→ **Questions on the material**
[a] Answer these questions from the article on the marijuana ballot proposal:
(i) What vote is required to change a ballot issue that is a legislative act?
(ii) How many times does the word "recreational" appear in the bill, and what does it refer to there?
(iii) What tax does the bill add to marijuana sales?
[b] Write the next few paragraphs of the article on the marijuana ballot proposal, picking up after its final sentence.

→ **Reading text**
++++++++++++++++++++
Recently several us on the board of commissioners wanted to go on the record as being against the ballot initiative that would change the legal status of marijuana. Though none have spoken favorably to this ballot issue, it was brought to our attention that according to the campaign finance law a legislative body can spend no public funds on advocating on either side of a ballot issue. Technically, an elected body may pass a resolution giving a joint opinion of the group, but it is unclear if making the information available (as all other official actions are required to be filed) is counted as “expending money.” Individual elected officials are completely free to give their own opinion as long as it is clear that they are speaking for themselves and not on behalf the board of which they are a part.
There are two types of ballot issues. Some are legislative acts and others are constitutional amendments. If they are legislative, they are more detailed and can only be changed by a 2/3rds vote of both houses (as was done some time after the medical marijuana ballot issue was passed).
This year, there are two ballot issues that have brought the most attention to themselves: the decriminalization of marijuana; and the proposal that would change the rules for drawing the districts for US representatives to Washington and the state senators and representatives to Lansing.
In this article, I will speak to the key provisions of the so- called “recreational marijuana” proposal. This is a legislative initiative that will have the force of law as soon as it is approved.
Marijuana is like cigarettes in that it may be smoked and it is a hard habit to break. It is like alcohol in that drunkenness and being stoned makes certain activities, such as driving while under the influence, dangerous. It is like hard drugs because of its present illegal status and because it “fogs” the mind and is addicting.
There are several things this law will not change. Smoking of marijuana in public or in vehicles is not allowed. Its stated purpose is to work against the illegal (unlicensed) sale of marijuana. Marijuana will still be illegal federally. Licensed marijuana facilities will not be in residential areas or near schools.
The biggest change will be that advertising will be allowed, marijuana stores will be in many communities, and perhaps the most significant change will be the ready availability of marijuana edibles (products infused with the active ingredients of marijuana).
Please note that the word “recreational” is only used twice in the bill when referring to recreational vehicles. This word is the wrong word to use when referencing this bill. It is a clever way to make marijuana look normal and harmless.
The bill would allow locations that would be licensed “adult” stores to sell and consume “legal” marijuana products and accessories (along with any other products to make a profit) in places where no one under 21 is allowed. A 10% tax is added to marijuana sales in addition to other taxes but increased revenue does not alter the negative effects of likely- increased marijuana use at all levels and ages.
++++++++++++++++++++
→ **Data provided**
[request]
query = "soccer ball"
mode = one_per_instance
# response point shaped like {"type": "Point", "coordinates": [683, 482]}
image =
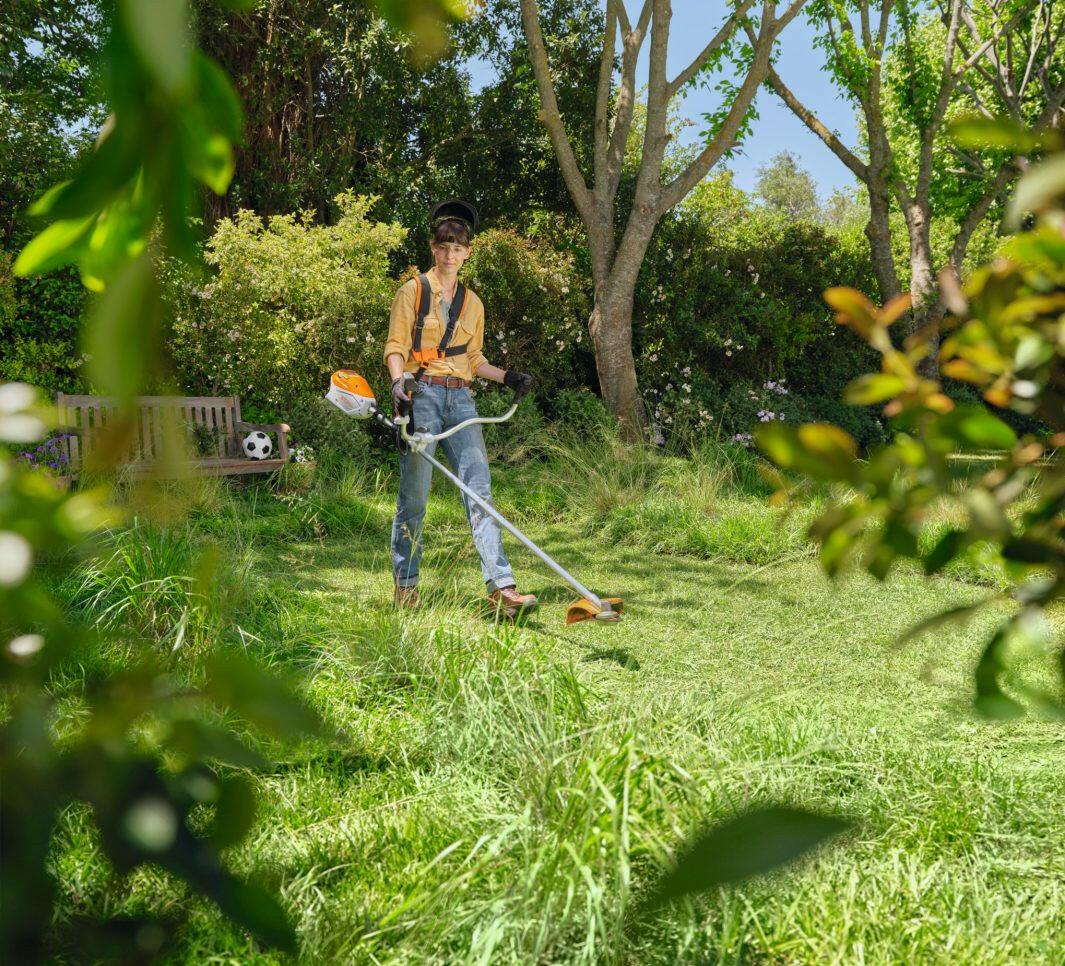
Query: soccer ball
++++++++++++++++++++
→ **Answers to each task**
[a]
(i) A two-thirds vote of both houses.
(ii) Twice, both times referring to recreational vehicles.
(iii) A 10% tax, added on top of other taxes.

[b]
Landlords may eliminate smoking of marijuana in a building they own, but possession of marijuana or the eating of marijuana-infused products must be allowed in all leased properties.
Smoking of marijuana is still not allowed in public or in cars, boat, and recreational vehicles in public ways, but possession of marijuana in all forms is allowed in these vehicles if in the proper container. All but the drivers of these vehicles may partake in “eating” consumable marijuana.
There are several confusing provisions. Marijuana cannot be grown in public view…. unless it is in a “secured” enclosure (a locked chain linked fence?).
An employer will (supposedly) be able to continue his current drug policy but this proposed law only allows dismissal for being “under the influence” while at work.
There is no limit on the number of licenses that the “department” may issue and all licenses that fulfill all of the requirements of the law must be issued. On the other hand, after 24 months some limits that seem to be necessary are to be considered. Which reading will be enforced?
The medical marijuana law was passed by the vote of the people of the state, but local townships had to opt in if they wanted to welcome growers and medical marijuana “stores”. If you look on the map of places where you can legally buy marijuana, you will find that in practice there are very few locations in the whole state that “opened their arms” to legal medical marijuana.
This legislation makes denial of marijuana much more difficult. Townships or municipalities can only refuse marijuana growers, processors, places of sales, etc. by a vote of the people initiated ONLY by the petition of the voters of the affected area.
If you don’t want a marijuana business in your town, you will at sometime have to vote no. It is one thing to allow liberty to another, but when it becomes a bother to you it is quite another story.
Even if this passes, marijuana will still be illegal in Michigan because of federal law. The ballot language provides that all laws (state and local) that contradict this proposal are null and void. However, it is also very clear that it does not displace any applicable federal laws.
No money from a marijuana transaction may legally be put in a federally-regulated bank. The obvious question is “Will the State of Michigan be able to bank ‘illegal’ money?” If not, the state will have to receive a pile of cash and will have to find ways to safely secure and account for that cash that will likely find ways to “walk away.” The security of this loose cash will be problematic with every movement of product within the marijuana empire.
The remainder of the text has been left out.